• **MATERIAL SHOWN**
* * * * * * *

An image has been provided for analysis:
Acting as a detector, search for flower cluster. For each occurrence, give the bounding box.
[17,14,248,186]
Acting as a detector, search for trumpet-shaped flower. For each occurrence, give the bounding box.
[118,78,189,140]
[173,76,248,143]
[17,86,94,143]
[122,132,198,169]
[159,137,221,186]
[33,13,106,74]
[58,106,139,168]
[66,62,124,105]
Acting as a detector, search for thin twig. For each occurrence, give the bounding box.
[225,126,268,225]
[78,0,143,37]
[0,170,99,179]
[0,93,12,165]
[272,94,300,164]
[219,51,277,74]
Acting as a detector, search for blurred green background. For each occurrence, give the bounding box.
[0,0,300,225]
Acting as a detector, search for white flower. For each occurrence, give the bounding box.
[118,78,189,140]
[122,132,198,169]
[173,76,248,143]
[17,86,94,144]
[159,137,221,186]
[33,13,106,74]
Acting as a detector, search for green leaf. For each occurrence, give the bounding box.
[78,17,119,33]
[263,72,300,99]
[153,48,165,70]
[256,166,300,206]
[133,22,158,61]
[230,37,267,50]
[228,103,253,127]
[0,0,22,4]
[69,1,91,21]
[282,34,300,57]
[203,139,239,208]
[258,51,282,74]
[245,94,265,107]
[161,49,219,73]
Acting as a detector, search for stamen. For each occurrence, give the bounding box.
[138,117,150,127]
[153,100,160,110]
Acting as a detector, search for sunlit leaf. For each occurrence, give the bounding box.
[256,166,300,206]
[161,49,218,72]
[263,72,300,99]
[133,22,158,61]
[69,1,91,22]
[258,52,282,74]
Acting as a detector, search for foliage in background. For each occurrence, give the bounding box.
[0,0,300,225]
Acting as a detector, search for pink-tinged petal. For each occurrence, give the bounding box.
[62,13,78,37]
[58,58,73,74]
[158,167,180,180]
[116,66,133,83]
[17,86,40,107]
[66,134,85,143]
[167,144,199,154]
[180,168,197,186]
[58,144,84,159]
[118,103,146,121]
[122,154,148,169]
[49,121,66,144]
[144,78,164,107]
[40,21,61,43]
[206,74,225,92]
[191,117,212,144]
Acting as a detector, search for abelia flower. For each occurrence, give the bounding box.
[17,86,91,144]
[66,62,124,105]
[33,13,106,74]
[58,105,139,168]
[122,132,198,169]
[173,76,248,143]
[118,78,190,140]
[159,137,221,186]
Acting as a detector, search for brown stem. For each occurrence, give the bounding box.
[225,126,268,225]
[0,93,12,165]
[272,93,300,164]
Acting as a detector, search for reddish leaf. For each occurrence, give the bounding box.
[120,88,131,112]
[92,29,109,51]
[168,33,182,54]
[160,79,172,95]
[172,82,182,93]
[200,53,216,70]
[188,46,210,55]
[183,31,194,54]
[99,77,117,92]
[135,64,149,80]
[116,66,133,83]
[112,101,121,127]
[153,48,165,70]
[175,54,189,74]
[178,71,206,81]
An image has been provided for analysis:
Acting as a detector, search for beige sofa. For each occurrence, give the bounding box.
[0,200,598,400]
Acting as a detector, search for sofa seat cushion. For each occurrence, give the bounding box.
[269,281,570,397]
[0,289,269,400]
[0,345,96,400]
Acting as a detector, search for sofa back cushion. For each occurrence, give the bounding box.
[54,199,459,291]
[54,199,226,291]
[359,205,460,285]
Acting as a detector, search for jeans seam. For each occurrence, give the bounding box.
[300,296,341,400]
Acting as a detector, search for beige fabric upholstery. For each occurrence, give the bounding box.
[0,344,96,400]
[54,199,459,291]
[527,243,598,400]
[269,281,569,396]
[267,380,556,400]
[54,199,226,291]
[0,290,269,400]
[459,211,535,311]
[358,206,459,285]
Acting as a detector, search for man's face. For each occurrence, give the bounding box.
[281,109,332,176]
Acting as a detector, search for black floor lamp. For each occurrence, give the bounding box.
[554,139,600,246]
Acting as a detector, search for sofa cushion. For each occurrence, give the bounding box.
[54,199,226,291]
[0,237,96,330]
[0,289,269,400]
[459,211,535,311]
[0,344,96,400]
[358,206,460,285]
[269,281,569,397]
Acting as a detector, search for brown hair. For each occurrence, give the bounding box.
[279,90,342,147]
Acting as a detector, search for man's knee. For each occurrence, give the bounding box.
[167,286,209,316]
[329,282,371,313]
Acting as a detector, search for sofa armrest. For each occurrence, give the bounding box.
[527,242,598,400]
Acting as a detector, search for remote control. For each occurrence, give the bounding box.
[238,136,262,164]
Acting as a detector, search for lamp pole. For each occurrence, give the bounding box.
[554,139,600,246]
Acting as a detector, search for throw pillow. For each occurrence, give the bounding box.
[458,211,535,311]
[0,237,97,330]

* * * * * * *

• **WORK INSTRUCTIONS**
Copy out all of the entries above word for word, with no changes.

• **REPLY**
An image has been provided for analysis:
Acting as a detector, search for flower cluster. For each occurrence, give the bounding box.
[17,14,248,186]
Acting as a detector, search for trumpet-shaped flower. For each occurrence, give the bounding box.
[118,78,189,140]
[173,76,248,143]
[17,86,94,143]
[122,132,198,169]
[159,137,221,186]
[33,13,106,74]
[58,106,139,168]
[66,62,124,105]
Acting as a detector, search for thin twig. For each occurrence, give the bounding box.
[225,126,268,225]
[78,0,143,37]
[0,170,99,179]
[0,93,12,165]
[272,94,300,164]
[219,51,277,74]
Acting as a detector, search for blurred green background. For each occurrence, give the bounding box.
[0,0,300,225]
Acting as a detector, search for white flower. For each occurrence, give the bounding box.
[118,78,189,140]
[122,132,198,169]
[173,76,248,143]
[17,86,94,144]
[159,137,221,186]
[33,13,106,74]
Acting as a detector, search for green leaf. For each occurrence, give the bounding box.
[78,17,119,33]
[263,72,300,99]
[153,48,165,70]
[256,166,300,206]
[133,22,158,61]
[230,37,267,50]
[228,103,253,127]
[0,0,22,4]
[69,1,91,21]
[282,34,300,57]
[203,139,239,208]
[258,51,282,74]
[245,94,265,107]
[161,49,219,73]
Acting as a detector, search for stamen. For each occurrence, give the bounding box.
[138,117,150,127]
[153,100,160,110]
Acting as a detector, search for sunlit leaf. For each occurrence, give the bounding box.
[256,166,300,206]
[161,49,218,72]
[263,72,300,99]
[133,22,158,61]
[69,1,91,22]
[258,52,282,74]
Acting as a detector, search for foliage in background. For each occurrence, give the bounding box.
[0,0,300,225]
Acting as a detector, search for pink-tinged petal. For each occurrence, give the bounding box.
[62,13,78,37]
[58,58,73,74]
[158,167,180,180]
[116,66,133,83]
[17,86,40,107]
[66,134,85,143]
[167,144,199,154]
[180,168,197,186]
[58,144,84,159]
[118,103,146,121]
[122,154,148,169]
[49,121,66,144]
[144,78,164,107]
[40,21,61,43]
[206,74,225,92]
[191,117,212,144]
Acting as a detector, search for abelia flower. For each occurrence, give the bounding box.
[17,86,91,144]
[66,62,124,105]
[33,13,106,74]
[58,105,139,168]
[122,132,198,169]
[173,76,248,143]
[118,78,190,140]
[159,137,221,186]
Acting as a detector, search for brown stem. For each occurrence, give the bounding box.
[225,126,268,225]
[0,93,12,165]
[272,93,300,164]
Acting as a detector, search for reddish leaf. For each occurrence, give the bounding box.
[120,88,131,112]
[92,29,109,51]
[168,33,182,54]
[160,79,172,95]
[172,82,182,93]
[200,53,216,70]
[188,46,210,55]
[183,31,194,54]
[99,77,117,92]
[135,64,149,80]
[116,66,133,83]
[112,101,121,127]
[153,48,165,70]
[175,54,189,74]
[178,71,206,81]
An image has been provided for analysis:
Acting as a detector, search for beige sofa. For each occurrence, give the bounding box.
[0,200,598,400]
Acting as a detector, search for sofa seat cushion. For each occurrence, give the bounding box.
[269,281,570,397]
[0,289,269,400]
[0,345,96,400]
Acting as a detector, search for sofa back cushion. For each occurrence, give the bounding box.
[54,199,459,291]
[54,199,226,291]
[359,205,460,285]
Acting as a detector, search for jeans seam. For each occurrence, give the bounding box.
[300,296,341,400]
Acting as a detector, search for beige fabric upholstery. For each occurrence, give the bounding box.
[0,344,96,400]
[54,199,459,291]
[527,243,598,400]
[269,281,569,396]
[267,380,556,400]
[54,199,226,291]
[0,290,269,400]
[459,211,535,311]
[358,206,459,285]
Acting as a detector, search for man's face. For each occurrence, give the bounding box.
[281,109,332,176]
Acting as a detector, search for black floor lamp. For each occurrence, give the bounding box.
[554,139,600,246]
Acting as a detector, search for sofa cushion. For each occurrence, give the bounding box.
[54,199,226,291]
[0,237,96,330]
[0,289,269,400]
[459,211,535,311]
[0,344,96,400]
[358,206,460,285]
[269,281,569,397]
Acting as a detector, search for brown hair. For each occurrence, give the bounding box.
[279,90,342,147]
Acting as a detector, search for man's knee. For each occurrence, give the bounding box.
[167,286,209,316]
[329,282,371,313]
Acting as a detector, search for sofa armrest. For each occurrence, give the bounding box.
[527,242,598,400]
Acting as a detector, search for remote control. For each occurrence, give the bounding box.
[238,136,262,164]
Acting as a detector, search for lamp pole. For each occurrence, give the bounding box.
[554,139,600,246]
Acting as a detector, search for throw pillow. For each occurrence, give the bounding box.
[458,211,535,311]
[0,237,97,330]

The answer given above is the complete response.